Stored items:
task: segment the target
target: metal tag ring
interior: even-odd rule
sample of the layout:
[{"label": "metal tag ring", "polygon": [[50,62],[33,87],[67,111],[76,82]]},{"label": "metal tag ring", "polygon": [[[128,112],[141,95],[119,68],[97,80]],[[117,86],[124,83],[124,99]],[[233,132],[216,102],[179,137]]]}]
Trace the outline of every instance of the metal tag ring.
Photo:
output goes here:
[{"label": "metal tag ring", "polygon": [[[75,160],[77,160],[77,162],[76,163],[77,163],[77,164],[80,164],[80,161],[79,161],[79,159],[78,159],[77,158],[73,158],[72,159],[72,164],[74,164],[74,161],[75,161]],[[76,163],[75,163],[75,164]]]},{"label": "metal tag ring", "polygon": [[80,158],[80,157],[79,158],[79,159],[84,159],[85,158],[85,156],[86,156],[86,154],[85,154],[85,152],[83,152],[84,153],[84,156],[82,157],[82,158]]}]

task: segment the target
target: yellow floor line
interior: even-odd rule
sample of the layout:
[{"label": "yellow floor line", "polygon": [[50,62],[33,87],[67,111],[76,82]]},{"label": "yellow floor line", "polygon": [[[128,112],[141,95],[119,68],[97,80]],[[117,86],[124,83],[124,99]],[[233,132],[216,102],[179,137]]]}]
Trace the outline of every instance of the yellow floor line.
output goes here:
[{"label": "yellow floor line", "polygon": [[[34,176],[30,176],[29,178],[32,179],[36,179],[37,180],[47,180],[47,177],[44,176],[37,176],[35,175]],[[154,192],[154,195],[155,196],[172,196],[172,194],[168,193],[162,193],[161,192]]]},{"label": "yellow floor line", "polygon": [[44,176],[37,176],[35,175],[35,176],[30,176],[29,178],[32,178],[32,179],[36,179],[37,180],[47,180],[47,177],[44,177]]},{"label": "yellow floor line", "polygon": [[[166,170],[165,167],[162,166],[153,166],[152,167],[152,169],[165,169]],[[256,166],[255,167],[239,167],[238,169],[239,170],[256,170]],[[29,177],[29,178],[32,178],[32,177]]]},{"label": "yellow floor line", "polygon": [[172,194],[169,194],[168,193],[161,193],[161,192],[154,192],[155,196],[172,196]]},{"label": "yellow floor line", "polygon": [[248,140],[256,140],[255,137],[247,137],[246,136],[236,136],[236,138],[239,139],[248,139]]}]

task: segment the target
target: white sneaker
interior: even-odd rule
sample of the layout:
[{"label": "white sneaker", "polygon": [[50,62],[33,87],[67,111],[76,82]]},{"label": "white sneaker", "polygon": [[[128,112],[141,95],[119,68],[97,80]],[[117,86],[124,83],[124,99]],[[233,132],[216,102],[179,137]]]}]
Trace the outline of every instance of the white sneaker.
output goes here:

_DESCRIPTION OF THE TASK_
Report every line of the material above that contains the string "white", copying each such line in full. Matching is case-sensitive.

_REPLY TO THE EXERCISE_
target: white sneaker
[{"label": "white sneaker", "polygon": [[50,62],[33,87],[67,111],[76,82]]},{"label": "white sneaker", "polygon": [[[128,112],[141,95],[119,68],[97,80]],[[117,86],[124,83],[124,99]],[[233,132],[216,102],[179,137]]]}]
Trace the outline of every instance of the white sneaker.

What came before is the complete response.